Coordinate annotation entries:

——————

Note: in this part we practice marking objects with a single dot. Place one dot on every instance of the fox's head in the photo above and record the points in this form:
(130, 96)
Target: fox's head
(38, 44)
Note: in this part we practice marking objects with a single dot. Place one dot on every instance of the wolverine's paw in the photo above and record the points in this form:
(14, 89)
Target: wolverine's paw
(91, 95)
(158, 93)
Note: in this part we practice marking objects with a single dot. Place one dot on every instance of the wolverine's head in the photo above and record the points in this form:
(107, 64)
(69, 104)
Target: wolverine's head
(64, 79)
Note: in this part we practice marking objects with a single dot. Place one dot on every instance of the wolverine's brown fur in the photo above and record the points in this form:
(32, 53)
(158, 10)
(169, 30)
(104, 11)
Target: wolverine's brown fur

——————

▸ **STATED TASK**
Reproduce the entries above exactly.

▸ **EXERCISE RESULT**
Note: in this part we practice marking objects with a single dot. Place one dot on every instance of the fox's head in the photo above and record the points in this form:
(130, 96)
Target: fox's head
(38, 44)
Note: in this part we practice marking objects with a single dot. Place one dot on every instance of the wolverine's paw in the photo above and record the points in this form:
(14, 89)
Target: wolverine's paw
(91, 95)
(158, 93)
Note: in this part we practice marking objects with a single dot. Place one dot on every instance of the wolverine's head in the photo above and record the points in this form:
(107, 64)
(69, 104)
Target: wolverine's head
(64, 79)
Note: in this part we practice marking objects with a single dot. Place one dot on every instance of the wolverine's brown fur in the photo above and record the points in this form:
(32, 53)
(158, 10)
(169, 30)
(104, 11)
Target: wolverine's brown fur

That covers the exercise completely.